_Problems and tasks_
A. According to the article on South West manufacturing, about how many manufacturers operate in the region?
B. Pick up the article on South West manufacturing after its last sentence and keep writing it.

_Extract to read_
________________________________________
South West spotlight: Turning remote working to an advantage

Posted on 1 Sep 2020 by The Manufacturer

The South West, as many holiday visitors have had cause to discover, is a long peninsula – but this varied region has a vibrant manufacturing base that will be a crucial driver of growth for the national economy. James Smith reports.

By its very nature, England’s South West is both close to and far-removed from the rest of the country. This odd combination of geographic proximity and relative remoteness means increasingly little when set against a backdrop of international supply chains, but does highlight the difficulty in drawing quick conclusions about such a varied region stretching (according to the ONS) from Cornwall to Gloucestershire.

The region’s manufacturers have made the best out of an educated workforce, with local links to some of the country’s best manufacturing universities (Bristol, Bath, University of the West of England), and have established internationally-competitive manufacturing clusters in aerospace, defence, marine, nuclear and food and drink.

Nick Golding, Managing Director, SWMAS
Nick Golding, Managing Director, SWMAS

“Everybody thinks that this is tourism and cream teas and jam, but we have a thriving manufacturing sector focused on high precision engineering, around a vast variety of sectors, all very high skilled,” says Nick Golding, Managing Director at SWMAS, a regionally focused manufacturing consultancy that grew out of the much-missed government Manufacturing Advisory Service.

“Renishaw, EDF, Leonardo, Thales, Princess Yachts, Spirax-Sarco, Rolls-Royce and many more are based in the region.”

With around 12,000 manufacturers operating in the region, the sector contributes 11% to the South West’s economic output, above the national average. The Gross Value Added for manufacturing is twice as much as the contribution from tourism.
________________________________________
_Stored items_

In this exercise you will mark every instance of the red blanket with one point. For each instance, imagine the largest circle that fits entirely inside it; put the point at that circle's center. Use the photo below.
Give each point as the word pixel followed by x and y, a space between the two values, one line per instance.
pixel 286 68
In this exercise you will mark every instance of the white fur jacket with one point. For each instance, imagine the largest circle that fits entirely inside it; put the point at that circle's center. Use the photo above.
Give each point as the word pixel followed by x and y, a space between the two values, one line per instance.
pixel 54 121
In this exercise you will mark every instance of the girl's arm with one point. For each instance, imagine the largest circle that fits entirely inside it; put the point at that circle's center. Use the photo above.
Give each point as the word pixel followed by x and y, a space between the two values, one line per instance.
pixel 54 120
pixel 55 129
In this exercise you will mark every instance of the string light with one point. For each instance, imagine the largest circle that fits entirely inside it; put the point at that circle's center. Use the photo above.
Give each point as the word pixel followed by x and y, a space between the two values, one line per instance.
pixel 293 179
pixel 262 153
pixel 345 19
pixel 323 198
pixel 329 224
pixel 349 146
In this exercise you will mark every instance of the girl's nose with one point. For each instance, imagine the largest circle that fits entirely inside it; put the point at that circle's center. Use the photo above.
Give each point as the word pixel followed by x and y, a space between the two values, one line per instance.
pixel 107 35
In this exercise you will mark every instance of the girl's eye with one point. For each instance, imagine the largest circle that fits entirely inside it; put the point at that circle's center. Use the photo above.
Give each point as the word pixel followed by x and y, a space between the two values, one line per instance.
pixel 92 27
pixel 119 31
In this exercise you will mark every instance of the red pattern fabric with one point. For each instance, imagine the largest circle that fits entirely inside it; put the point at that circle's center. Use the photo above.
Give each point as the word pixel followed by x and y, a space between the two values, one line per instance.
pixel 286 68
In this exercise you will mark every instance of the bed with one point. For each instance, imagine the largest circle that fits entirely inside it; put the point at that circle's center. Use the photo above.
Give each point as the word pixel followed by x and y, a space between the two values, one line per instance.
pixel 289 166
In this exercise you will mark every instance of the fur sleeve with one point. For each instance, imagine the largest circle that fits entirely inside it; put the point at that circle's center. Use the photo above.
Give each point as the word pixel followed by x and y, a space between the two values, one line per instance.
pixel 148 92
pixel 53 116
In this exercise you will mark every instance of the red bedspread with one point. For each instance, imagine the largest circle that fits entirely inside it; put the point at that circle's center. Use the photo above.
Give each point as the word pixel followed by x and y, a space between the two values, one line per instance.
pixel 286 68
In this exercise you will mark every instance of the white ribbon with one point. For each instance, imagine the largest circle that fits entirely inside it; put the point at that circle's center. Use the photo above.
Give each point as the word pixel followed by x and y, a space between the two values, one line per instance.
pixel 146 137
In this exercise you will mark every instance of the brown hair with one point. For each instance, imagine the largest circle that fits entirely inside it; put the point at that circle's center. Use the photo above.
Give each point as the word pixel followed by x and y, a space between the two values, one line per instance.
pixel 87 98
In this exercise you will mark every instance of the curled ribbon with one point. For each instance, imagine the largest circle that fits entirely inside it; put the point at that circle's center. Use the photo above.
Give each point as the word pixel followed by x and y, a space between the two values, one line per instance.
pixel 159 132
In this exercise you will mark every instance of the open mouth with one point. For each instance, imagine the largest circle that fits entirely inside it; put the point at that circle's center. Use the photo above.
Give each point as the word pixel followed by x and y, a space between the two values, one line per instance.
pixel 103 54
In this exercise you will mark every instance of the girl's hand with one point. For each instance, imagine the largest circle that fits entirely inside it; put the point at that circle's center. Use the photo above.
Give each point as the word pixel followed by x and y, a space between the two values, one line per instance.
________________________________________
_Answers below_
A. Around 12,000.

B.
“Cornwall is full of resources and highly talented people,” says Ugo Massabo, the Italian born Managing Director of TiramisUGO. “Being based in Cornwall gives you motivation to challenge yourself and to reach the hidden and often, most beautiful parts of the county.

“The main difficulty for the supply chain in the South West is that the road and the traffic infrastructure does need further investment.”

Barny Butterfield, Managing Director, and (surely the best manufacturing job title ever) Chief Cidermaker of Sandford Orchards, based in neighbouring Devon, accepts that it can be a long way to attend a meeting, but that the location adds authenticity to the product (“It’s where the apples grow!”)

Barny Butterfield, Managing Director & Chief Cidermaker, Sandford Orchards
Barny Butterfield, Managing Director & Chief Cidermaker, Sandford Orchards

“Orcharding and farming skills are unrivalled in Devon – but its relatively small population means finding skilled staff is an ongoing challenge,” admits Butterfield.

“Cider has always been tied to geography, the shorter the distance from the orchard to the cider mill, the better for the environment, and the better condition the fruit will arrive.”

Central support, local initiative

While food and drink is a major manufacturing sector, the region’s diverse and well developed industrial base has encouraged the government to invest in some interesting infrastructure in the region.

These include the National Composites Centre, along with the Offshore Renewable Energy Catapult and the Satellite Applications Catapult.

The regional authorities have expanded upon this central government support, with the announcement of the Digital Engineering Technology & Innovation (DETI) initiative. With £5m from the West of England Combined Authority (WECA), with matching funding from industry and HVM Catapult, the programme is expected to deliver at least £62m of added R&D value over five years.

DETI is a research, innovation and skills initiative to develop and accelerate digital engineering across multiple sectors for future generations of engineers and engineering products – and is extremely focused on quickly demonstrating the value of digital technology integrated into industry relevant production systems.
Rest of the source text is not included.